AIM –
In the listing below, copy out word for word the lines from the one containing "For every instance of the tree bark, drop" through the one containing "pixel 910 162", both included.

=======

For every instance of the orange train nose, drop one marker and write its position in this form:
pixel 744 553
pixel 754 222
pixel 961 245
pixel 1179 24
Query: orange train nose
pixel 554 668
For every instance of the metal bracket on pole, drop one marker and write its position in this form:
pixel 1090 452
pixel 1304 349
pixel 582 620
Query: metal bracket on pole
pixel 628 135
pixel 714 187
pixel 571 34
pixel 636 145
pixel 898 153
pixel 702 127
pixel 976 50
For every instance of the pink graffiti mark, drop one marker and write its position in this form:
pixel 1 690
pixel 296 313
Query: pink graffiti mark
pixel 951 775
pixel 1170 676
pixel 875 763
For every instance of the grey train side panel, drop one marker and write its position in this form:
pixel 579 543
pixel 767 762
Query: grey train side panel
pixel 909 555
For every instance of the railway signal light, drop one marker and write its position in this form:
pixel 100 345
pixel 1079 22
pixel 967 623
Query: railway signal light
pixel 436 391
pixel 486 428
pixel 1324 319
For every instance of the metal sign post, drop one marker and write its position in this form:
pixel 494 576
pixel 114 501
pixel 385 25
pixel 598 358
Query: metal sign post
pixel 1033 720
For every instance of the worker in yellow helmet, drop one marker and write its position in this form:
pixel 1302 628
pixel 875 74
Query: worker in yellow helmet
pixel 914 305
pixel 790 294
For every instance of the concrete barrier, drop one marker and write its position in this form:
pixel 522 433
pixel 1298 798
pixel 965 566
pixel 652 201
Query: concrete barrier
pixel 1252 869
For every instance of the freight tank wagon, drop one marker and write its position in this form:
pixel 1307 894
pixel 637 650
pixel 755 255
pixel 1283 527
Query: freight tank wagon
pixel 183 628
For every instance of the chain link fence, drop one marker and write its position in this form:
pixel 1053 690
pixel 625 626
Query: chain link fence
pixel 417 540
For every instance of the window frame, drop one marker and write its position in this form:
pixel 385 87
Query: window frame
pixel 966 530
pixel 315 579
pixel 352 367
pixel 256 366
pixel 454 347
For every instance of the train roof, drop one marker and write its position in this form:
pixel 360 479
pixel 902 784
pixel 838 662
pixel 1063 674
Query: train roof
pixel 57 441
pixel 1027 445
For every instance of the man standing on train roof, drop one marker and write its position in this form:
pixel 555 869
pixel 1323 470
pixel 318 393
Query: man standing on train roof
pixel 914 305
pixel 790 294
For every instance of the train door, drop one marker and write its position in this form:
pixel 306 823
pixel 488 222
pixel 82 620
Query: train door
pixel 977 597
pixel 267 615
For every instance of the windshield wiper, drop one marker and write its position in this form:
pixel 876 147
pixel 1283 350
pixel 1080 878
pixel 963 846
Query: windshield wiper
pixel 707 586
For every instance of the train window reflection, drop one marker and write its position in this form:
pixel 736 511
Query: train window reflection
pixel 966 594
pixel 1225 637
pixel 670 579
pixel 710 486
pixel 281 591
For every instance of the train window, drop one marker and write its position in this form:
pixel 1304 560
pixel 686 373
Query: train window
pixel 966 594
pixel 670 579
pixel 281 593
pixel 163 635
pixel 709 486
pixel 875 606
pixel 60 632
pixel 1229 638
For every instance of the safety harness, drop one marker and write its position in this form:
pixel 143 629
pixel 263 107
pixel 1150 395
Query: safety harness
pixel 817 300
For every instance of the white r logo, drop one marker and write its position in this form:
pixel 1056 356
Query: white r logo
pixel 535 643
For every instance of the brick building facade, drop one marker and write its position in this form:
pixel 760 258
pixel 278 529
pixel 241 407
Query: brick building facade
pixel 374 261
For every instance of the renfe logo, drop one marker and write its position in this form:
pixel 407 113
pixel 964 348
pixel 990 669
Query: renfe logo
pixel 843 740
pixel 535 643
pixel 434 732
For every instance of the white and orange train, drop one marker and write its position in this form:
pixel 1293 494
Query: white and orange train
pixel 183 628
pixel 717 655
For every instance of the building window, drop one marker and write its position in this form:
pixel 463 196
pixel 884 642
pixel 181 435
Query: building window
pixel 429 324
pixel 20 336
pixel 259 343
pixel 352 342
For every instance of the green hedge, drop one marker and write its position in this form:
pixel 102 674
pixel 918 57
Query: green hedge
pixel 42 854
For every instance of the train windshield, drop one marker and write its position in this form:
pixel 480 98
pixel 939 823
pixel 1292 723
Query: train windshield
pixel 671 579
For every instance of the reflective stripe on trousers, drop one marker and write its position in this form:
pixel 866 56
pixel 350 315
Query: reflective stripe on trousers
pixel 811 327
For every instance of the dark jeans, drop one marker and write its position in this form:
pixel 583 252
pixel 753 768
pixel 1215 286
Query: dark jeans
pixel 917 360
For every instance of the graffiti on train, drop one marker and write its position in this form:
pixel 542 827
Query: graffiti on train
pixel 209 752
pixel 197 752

=======

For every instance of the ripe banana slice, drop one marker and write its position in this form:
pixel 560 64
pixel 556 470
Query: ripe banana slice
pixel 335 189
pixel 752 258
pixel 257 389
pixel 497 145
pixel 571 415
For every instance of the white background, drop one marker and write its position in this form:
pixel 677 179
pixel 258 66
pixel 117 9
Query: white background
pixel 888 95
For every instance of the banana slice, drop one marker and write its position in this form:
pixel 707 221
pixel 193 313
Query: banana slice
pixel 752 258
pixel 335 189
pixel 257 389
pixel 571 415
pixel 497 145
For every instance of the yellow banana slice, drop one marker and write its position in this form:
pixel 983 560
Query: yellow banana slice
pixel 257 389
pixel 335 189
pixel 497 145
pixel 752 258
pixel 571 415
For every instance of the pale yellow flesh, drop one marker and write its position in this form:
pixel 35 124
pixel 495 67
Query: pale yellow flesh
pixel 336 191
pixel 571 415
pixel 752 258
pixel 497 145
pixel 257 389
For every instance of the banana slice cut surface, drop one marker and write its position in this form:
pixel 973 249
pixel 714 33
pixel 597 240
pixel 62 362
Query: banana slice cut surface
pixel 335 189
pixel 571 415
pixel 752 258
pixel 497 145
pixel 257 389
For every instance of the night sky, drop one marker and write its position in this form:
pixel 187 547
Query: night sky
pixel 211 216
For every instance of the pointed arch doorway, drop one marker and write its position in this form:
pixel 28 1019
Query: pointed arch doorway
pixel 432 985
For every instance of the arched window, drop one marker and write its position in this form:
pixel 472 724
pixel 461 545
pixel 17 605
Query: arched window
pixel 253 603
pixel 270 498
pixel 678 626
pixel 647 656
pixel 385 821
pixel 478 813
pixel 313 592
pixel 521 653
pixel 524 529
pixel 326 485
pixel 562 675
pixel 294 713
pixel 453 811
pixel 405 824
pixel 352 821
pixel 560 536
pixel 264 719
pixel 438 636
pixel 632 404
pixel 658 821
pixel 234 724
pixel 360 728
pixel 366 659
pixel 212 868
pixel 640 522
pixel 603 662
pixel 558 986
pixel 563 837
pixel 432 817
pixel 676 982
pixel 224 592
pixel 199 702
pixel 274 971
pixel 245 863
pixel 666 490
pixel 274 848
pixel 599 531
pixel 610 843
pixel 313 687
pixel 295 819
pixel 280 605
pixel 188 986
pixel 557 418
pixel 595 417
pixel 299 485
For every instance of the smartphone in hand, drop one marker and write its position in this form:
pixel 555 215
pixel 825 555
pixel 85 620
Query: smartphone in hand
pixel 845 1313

=======

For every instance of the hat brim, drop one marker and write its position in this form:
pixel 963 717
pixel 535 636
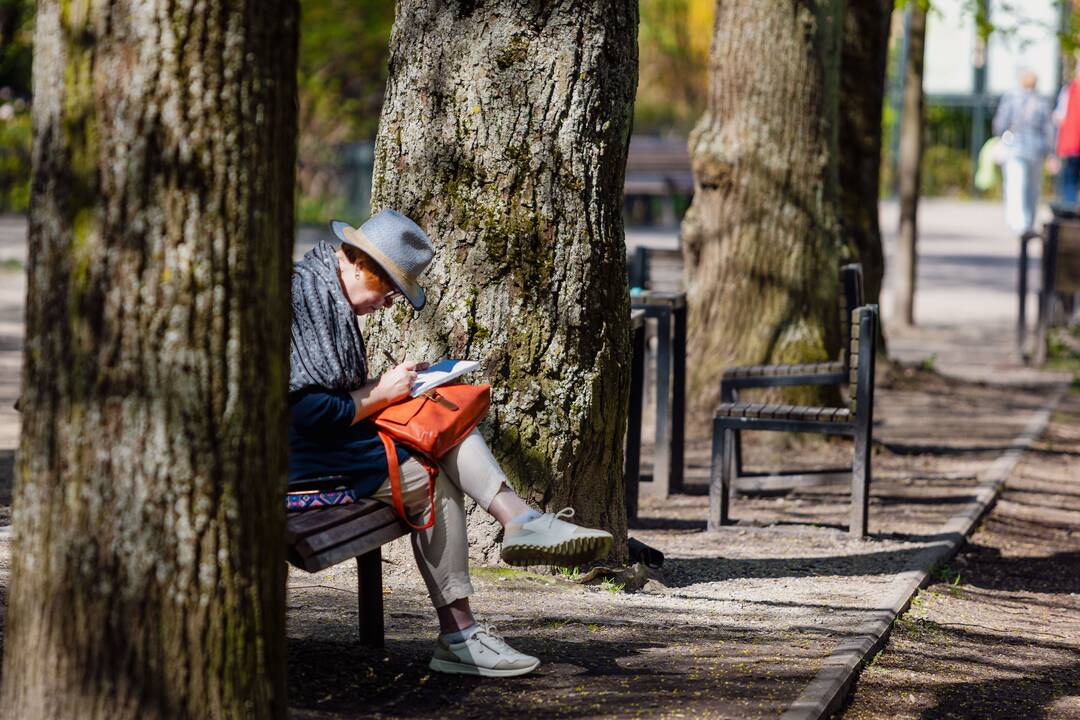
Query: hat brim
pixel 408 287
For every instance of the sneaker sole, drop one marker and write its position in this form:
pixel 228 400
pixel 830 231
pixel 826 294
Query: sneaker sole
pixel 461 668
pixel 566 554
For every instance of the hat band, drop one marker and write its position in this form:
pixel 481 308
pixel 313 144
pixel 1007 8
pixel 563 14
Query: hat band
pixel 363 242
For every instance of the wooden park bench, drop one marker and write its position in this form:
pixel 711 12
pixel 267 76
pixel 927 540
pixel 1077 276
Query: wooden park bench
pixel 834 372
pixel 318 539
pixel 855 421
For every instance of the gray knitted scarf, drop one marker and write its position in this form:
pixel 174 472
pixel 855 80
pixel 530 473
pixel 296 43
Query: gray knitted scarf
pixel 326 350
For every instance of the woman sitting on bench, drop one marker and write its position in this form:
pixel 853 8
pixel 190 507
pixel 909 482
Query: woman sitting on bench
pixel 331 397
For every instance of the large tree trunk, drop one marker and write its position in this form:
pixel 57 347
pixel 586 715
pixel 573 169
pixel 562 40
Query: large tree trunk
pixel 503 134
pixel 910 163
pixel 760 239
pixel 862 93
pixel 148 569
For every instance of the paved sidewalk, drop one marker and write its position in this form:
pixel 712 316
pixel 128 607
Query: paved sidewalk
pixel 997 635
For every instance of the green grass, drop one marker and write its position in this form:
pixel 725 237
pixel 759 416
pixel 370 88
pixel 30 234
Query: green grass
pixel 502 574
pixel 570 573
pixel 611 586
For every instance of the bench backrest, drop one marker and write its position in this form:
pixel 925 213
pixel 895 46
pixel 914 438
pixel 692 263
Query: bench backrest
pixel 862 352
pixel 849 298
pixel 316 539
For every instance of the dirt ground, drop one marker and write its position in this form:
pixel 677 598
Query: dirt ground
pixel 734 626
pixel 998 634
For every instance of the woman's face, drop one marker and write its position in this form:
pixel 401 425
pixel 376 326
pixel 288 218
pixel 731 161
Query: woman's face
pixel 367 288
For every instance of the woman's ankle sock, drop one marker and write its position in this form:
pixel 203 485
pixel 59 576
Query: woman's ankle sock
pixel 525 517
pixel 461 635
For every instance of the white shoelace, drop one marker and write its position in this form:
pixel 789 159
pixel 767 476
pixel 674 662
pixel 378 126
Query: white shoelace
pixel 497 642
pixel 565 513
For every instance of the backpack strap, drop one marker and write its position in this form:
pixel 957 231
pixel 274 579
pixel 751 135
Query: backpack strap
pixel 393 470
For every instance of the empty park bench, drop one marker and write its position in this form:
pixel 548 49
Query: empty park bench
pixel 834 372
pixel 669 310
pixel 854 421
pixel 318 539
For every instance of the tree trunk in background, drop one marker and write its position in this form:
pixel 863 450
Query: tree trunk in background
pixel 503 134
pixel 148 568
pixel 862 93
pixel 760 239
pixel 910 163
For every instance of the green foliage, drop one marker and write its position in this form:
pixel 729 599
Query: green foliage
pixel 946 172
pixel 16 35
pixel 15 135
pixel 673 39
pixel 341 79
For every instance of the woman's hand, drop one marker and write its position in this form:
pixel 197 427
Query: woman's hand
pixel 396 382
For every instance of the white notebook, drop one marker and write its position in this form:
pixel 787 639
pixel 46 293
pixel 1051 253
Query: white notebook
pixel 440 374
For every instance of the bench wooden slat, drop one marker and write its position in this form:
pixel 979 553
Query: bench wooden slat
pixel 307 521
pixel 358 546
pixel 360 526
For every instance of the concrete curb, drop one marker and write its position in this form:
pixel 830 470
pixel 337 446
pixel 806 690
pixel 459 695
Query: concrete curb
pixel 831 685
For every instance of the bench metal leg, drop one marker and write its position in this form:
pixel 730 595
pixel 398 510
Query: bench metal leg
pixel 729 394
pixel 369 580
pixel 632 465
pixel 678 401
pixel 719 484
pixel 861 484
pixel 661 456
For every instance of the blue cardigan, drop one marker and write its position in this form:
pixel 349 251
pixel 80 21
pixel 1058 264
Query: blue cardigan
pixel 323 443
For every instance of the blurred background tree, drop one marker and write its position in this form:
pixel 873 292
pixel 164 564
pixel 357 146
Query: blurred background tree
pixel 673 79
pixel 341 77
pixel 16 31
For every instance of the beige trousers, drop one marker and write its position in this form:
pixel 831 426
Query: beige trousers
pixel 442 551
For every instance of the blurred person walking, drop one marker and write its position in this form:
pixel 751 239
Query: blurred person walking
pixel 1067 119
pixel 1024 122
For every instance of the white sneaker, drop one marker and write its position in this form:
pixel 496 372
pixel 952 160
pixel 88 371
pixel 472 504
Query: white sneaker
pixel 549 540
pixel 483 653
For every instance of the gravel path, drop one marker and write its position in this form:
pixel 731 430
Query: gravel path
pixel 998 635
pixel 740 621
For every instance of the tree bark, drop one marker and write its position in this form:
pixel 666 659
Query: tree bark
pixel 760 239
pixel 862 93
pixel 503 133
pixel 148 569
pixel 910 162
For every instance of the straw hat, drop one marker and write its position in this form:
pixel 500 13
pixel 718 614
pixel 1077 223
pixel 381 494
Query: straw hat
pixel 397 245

=======

SOLUTION FOR THIS PROBLEM –
For every instance of the tree bark, drop one marker and write its position in this form:
pixel 666 659
Query: tree bark
pixel 760 239
pixel 862 93
pixel 503 133
pixel 148 569
pixel 910 162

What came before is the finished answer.